+++ RECORDS PROVIDED

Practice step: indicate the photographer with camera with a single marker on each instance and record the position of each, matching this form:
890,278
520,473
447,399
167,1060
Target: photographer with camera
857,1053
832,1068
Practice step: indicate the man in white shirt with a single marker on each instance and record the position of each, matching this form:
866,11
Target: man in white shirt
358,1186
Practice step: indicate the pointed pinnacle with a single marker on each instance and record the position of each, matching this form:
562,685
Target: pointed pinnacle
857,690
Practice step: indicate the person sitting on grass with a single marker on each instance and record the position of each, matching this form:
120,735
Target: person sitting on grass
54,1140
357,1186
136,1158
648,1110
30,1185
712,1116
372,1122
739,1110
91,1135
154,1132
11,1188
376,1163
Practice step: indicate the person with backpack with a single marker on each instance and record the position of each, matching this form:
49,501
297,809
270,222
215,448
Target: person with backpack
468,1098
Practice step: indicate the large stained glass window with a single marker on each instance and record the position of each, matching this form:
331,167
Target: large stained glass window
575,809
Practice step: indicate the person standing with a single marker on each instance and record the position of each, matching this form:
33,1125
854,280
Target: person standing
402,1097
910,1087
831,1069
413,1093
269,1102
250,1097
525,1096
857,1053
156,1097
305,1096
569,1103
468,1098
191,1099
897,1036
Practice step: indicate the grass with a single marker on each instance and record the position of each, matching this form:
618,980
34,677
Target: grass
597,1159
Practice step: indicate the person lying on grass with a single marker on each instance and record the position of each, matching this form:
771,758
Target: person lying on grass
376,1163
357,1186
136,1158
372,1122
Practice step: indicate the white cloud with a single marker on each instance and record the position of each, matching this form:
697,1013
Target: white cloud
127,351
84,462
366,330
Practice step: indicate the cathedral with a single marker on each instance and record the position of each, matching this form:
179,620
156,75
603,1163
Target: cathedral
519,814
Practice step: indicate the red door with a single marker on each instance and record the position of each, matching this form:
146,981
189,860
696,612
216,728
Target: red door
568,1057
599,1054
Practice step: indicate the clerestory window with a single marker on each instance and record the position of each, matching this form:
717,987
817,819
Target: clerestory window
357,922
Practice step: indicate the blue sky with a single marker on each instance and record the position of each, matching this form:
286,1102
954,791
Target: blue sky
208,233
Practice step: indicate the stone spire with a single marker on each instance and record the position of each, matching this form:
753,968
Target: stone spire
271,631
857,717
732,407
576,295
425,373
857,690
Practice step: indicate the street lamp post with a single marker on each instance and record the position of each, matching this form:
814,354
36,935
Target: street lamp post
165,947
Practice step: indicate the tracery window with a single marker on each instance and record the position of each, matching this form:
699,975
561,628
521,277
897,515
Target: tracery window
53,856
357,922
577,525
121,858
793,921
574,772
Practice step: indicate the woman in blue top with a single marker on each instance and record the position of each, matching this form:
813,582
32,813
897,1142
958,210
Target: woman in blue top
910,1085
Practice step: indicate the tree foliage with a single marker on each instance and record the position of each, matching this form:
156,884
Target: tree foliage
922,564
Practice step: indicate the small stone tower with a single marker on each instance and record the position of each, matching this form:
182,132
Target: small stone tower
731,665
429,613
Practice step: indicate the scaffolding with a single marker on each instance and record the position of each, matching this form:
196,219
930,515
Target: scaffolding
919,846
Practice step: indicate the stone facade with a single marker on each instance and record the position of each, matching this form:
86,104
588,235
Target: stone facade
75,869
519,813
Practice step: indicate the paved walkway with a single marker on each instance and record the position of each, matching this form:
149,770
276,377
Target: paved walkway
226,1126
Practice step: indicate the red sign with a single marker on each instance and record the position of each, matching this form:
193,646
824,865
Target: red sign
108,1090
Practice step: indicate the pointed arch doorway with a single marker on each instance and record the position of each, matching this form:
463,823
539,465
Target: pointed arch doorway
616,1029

++++++

* **REQUIREMENTS**:
Reproduce the material from the line holding "Practice step: indicate the paved" through the final line, both inclusive, requests included, and give nothing else. In the answers, multiply each coordinate by 2.4 and round to the nearest whole number, with halves rounded up; leave the requests and their sample coordinates unchanged.

* **TASK RESPONSE**:
Practice step: indicate the paved walkway with a single marker on each instance and record the position of each, matching this form:
149,770
276,377
Target: paved walkway
542,2702
Practice step: indicate the red sign with a single marker on each instance and record the position of each, matching this form:
193,646
824,865
Target: red sign
259,2616
Practice step: indicate the pointed arch doorway with a single marker on each instance and record the position of each, matching this form:
463,823
539,465
Target: pointed arch doorway
1478,2470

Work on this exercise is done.